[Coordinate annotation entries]
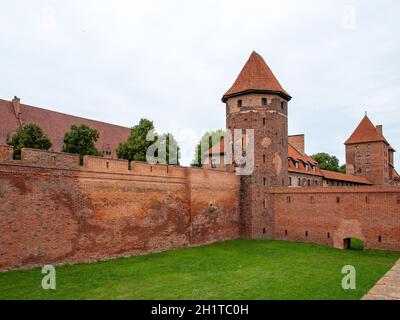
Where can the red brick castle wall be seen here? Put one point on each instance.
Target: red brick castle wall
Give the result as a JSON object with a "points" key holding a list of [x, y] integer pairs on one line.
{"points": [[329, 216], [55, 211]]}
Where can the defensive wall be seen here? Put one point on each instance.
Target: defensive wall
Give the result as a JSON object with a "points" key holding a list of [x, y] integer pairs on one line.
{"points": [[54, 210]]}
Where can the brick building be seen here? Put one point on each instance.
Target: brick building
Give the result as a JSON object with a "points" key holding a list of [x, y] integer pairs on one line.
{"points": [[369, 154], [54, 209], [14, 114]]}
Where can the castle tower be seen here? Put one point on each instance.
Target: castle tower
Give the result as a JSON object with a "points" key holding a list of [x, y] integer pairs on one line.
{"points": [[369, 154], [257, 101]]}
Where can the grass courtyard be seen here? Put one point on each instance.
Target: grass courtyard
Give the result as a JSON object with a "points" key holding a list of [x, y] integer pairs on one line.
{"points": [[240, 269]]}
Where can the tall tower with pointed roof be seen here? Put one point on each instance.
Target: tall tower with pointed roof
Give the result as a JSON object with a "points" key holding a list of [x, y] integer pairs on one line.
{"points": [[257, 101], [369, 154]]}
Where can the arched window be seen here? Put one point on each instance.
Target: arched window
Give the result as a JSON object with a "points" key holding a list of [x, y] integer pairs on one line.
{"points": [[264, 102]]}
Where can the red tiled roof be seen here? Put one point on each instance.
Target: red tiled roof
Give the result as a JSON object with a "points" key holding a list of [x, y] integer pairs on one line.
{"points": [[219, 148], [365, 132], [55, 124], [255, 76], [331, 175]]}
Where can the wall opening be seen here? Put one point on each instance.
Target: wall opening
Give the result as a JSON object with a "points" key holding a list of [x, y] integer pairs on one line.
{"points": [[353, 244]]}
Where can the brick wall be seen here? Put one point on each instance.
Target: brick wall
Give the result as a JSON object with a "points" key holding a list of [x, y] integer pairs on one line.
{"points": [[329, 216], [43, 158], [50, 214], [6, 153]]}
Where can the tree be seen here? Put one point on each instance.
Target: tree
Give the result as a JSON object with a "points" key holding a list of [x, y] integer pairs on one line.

What is expected:
Beginning at the line that holds "Where can the red tiled", reproduce each line of the records above down to and including the last one.

Final result:
Where can the red tiled roof be seen here? Put one point on each instance.
Target: red tiled roof
Give the result as a JSON object with a "points" key holding a list of [x, y] integer pairs on one line.
{"points": [[219, 148], [365, 132], [55, 124], [255, 76], [331, 175]]}
Where can the wall opening be seen here? Put one point on each instance.
Target: wall opening
Give the result as a JSON object with a "points" key holding a list of [x, y] integer pairs on one line.
{"points": [[353, 244]]}
Where can the brick wall be seen here? Put one point on each instance.
Target: brick wall
Give the result as a JSON object with a "points" key holding a list of [x, y] integer pairs on one line.
{"points": [[329, 216], [43, 158], [50, 214], [6, 153]]}
Where can the tree be seen here? Put one point on each instance.
Target: tree
Give the result as a JSON object with a "points" key holding a list of [x, y] integer pairs on one line.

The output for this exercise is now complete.